GIVEN RECORDS:
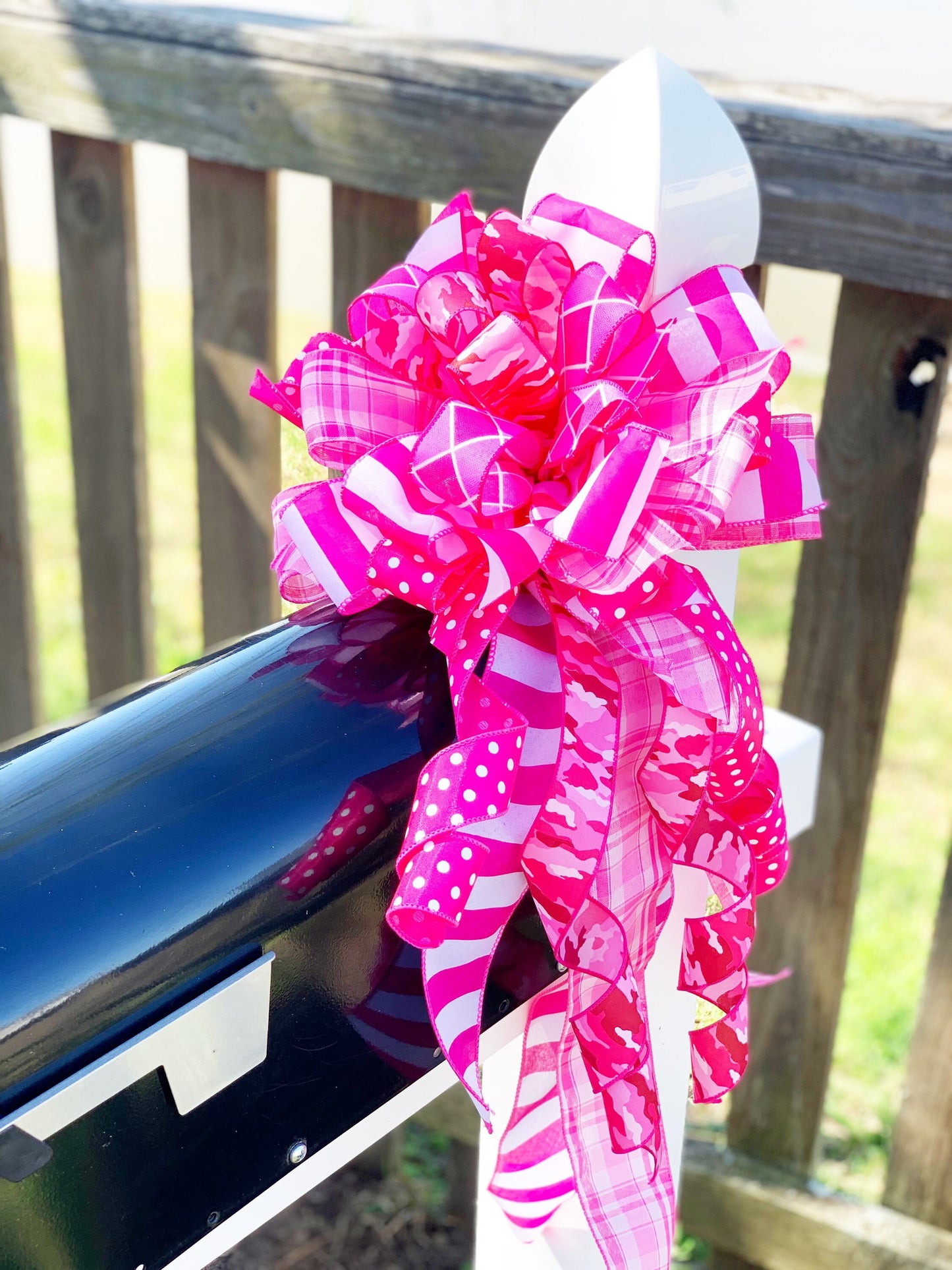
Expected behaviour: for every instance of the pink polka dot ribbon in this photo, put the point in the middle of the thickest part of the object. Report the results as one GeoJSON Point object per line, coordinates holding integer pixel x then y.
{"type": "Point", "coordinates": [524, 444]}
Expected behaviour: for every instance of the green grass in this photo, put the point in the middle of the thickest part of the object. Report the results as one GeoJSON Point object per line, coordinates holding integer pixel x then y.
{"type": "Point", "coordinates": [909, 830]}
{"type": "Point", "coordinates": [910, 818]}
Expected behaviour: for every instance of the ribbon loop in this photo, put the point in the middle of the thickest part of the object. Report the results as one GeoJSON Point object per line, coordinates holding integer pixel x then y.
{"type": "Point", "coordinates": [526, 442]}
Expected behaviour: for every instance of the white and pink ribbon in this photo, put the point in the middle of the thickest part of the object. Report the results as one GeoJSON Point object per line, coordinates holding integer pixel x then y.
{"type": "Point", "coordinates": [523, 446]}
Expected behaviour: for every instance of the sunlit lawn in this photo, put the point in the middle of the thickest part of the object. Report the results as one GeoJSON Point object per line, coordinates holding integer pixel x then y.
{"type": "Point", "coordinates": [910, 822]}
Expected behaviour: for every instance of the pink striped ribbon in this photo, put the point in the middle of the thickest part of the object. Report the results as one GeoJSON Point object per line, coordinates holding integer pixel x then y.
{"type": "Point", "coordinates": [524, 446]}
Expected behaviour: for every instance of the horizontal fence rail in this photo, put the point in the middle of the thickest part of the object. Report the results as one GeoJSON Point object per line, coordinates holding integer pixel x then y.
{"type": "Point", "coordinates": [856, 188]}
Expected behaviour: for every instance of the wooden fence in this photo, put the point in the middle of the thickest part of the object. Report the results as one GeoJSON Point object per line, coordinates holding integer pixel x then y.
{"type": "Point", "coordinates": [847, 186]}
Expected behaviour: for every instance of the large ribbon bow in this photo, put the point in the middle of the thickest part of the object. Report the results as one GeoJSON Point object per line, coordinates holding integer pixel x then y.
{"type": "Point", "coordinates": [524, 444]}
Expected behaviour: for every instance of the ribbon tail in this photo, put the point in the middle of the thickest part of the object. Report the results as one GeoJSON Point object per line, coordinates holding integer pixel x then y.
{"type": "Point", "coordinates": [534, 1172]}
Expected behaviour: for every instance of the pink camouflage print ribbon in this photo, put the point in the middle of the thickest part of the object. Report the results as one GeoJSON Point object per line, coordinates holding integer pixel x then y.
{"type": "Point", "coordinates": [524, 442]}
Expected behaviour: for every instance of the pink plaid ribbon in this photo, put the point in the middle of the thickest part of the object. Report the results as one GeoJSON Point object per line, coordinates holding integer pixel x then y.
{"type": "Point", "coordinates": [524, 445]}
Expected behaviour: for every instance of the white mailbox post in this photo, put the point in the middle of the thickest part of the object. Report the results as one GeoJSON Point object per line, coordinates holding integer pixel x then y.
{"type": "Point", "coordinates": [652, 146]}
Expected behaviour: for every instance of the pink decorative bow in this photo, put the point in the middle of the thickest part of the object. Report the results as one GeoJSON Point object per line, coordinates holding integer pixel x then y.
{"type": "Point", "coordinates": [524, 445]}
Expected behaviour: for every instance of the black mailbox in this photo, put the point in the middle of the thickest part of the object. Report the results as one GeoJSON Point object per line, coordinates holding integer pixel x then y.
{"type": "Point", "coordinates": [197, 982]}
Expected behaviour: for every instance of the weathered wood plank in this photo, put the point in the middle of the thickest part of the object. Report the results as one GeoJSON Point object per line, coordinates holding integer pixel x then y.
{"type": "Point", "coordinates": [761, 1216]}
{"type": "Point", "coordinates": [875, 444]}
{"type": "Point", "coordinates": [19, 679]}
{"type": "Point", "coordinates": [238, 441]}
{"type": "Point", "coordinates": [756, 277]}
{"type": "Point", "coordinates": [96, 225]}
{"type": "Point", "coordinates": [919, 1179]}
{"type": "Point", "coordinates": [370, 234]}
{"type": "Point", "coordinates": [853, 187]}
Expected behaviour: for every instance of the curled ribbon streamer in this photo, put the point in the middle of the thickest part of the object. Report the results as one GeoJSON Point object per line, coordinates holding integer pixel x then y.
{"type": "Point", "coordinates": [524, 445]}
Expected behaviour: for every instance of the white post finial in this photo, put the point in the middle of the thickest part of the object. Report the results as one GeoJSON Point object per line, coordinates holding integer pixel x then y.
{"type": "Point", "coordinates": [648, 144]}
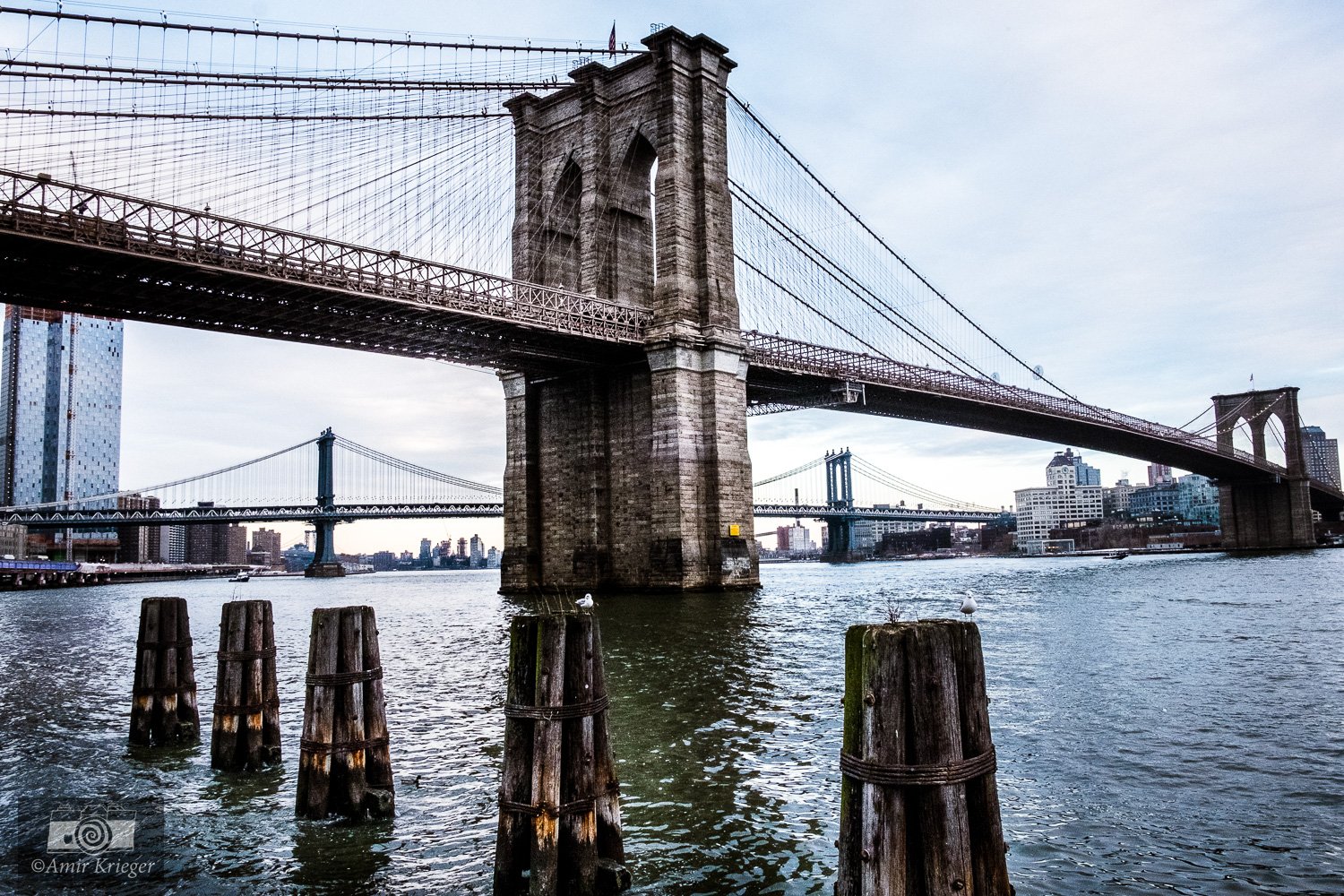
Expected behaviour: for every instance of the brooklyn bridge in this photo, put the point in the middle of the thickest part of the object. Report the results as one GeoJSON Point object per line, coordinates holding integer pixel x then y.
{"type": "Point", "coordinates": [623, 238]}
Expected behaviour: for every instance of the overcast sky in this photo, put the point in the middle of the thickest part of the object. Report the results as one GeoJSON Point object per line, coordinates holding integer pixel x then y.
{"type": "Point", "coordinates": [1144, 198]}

SHORT PROBLEM:
Rewrite all the data above with "thickest part" changed to "widest part" and nothing else altered. Leave the pictures out.

WRITTEN SOLUTION:
Expected behaviour: for every instance of the pink polka dot ribbon in this photo, put the point in the middle of the widest part of the object. Report the results as one GeoJSON Point object per line, coordinates holding integer pixel x then y.
{"type": "Point", "coordinates": [524, 444]}
Expected behaviour: for every instance of the green grass in this photo, put the point in the middle of the widest part of the object. Report the results as one GeoJSON Point object per line, coordinates holding integer pixel x then y.
{"type": "Point", "coordinates": [909, 830]}
{"type": "Point", "coordinates": [910, 818]}
Expected behaviour: for every instance of the ribbon loop in this photo, put the point in the middle of the widest part of the object. Report the results as one GeoJSON Point object per line, coordinates holding integer pixel x then y.
{"type": "Point", "coordinates": [526, 442]}
Expected behaviour: for every instance of the white and pink ribbon in this photo, put the point in the middle of the widest part of the object. Report the results as one GeoJSON Point object per line, coordinates holding integer pixel x then y.
{"type": "Point", "coordinates": [523, 446]}
Expected behaviour: for every instance of the sunlit lawn in this photo, put the point in the middle of the widest part of the object. Report the results as one GeoJSON Point object per line, coordinates holding integer pixel x then y.
{"type": "Point", "coordinates": [910, 822]}
Expected behaviour: for every instance of the pink striped ribbon in this photo, put the point in the middle of the widest part of the object. Report the results as one GeoJSON Point object per line, coordinates holding integer pixel x then y.
{"type": "Point", "coordinates": [524, 446]}
Expected behaviour: for every instance of the horizontal fence rail in this photo, put the point in the middle of the widest part of the object. Report the results as one GeoJSON Point object per line, coordinates holding integer pixel x then y.
{"type": "Point", "coordinates": [856, 188]}
Expected behaviour: for every instance of the wooden fence in this photo, put the point in the middle of the widest part of the object. Report the results as one GeoJSON Point object per line, coordinates holding integer pixel x then y.
{"type": "Point", "coordinates": [847, 186]}
Expected behaviour: for every instance of the large ribbon bow in this photo, put the point in the middle of the widest part of the object. Report the results as one GeoJSON Point object per line, coordinates holding integer pixel x then y.
{"type": "Point", "coordinates": [524, 444]}
Expected behaviour: for every instance of the ribbon tail in this photo, put the point in the middle of the widest part of the object. Report the results as one GeoJSON Point object per line, coordinates holding integer pixel x then y.
{"type": "Point", "coordinates": [534, 1172]}
Expected behaviour: for every instance of the pink camouflage print ribbon in this photo, put the point in the middle of the widest part of the object. Report the results as one GeoJSON Point object per line, coordinates holding integer pixel x then y.
{"type": "Point", "coordinates": [524, 442]}
Expected behaviour: for every instance of the pink plaid ribbon in this photo, put the point in the middle of the widest part of the object. Report the results as one GeoJSON Point object per line, coordinates holding integer pixel x then y.
{"type": "Point", "coordinates": [524, 445]}
Expected behaviour: for every instance of the white mailbox post in this photo, put the point in the middle of the widest part of the object. Report the results as one GeoJSON Point object per line, coordinates holding integer pixel x then y.
{"type": "Point", "coordinates": [652, 146]}
Expected behaviour: for every instance of the pink decorative bow in this photo, put the point in the middle of the widest part of the object. Report the results as one GeoJSON Point object per line, coordinates holding integer pixel x then y.
{"type": "Point", "coordinates": [524, 445]}
Expected behaviour: for every instance of the black mailbox in this photo, put the point in the middle of the widest part of the object. Report the results as one GeoJSON Point object per line, coordinates holding integer pixel x then y.
{"type": "Point", "coordinates": [197, 982]}
Expected behaviour: for every instance of the weathered wood plank in this photo, put the point in the middle of the widest part of the object. Report the results as one GeoJSON Point object per line, coordinates holding integer pixel x then y.
{"type": "Point", "coordinates": [761, 1216]}
{"type": "Point", "coordinates": [875, 444]}
{"type": "Point", "coordinates": [19, 679]}
{"type": "Point", "coordinates": [238, 441]}
{"type": "Point", "coordinates": [756, 277]}
{"type": "Point", "coordinates": [96, 225]}
{"type": "Point", "coordinates": [919, 1179]}
{"type": "Point", "coordinates": [370, 234]}
{"type": "Point", "coordinates": [853, 187]}
Expected behaviour: for every instance of the curled ribbon streamer in this photo, put the point in the middle of the widest part of the object. Report the results as one GeoJSON Point object per line, coordinates holding integer pixel x then y.
{"type": "Point", "coordinates": [524, 445]}
Expected behaviour: for every instance of the white post finial in this photo, put the point in the middle of the widest part of the object. Report the results as one GeoJSON Point object per line, coordinates holding integer pixel x then y.
{"type": "Point", "coordinates": [648, 144]}
Expected behaviour: for every instance of the brooklyn bridge in this photo, put the point in the middle of the widest part of the object. Report the results as one GeoJSON Point object per line, coordinates holding integer pixel x then y.
{"type": "Point", "coordinates": [623, 238]}
Expected behaviour: for every instance of the overcast sky in this photo, put the point in the middle of the widest part of the object. Report the results as one GeoJSON Point object per line, coordinates holding integer pixel x then y.
{"type": "Point", "coordinates": [1144, 198]}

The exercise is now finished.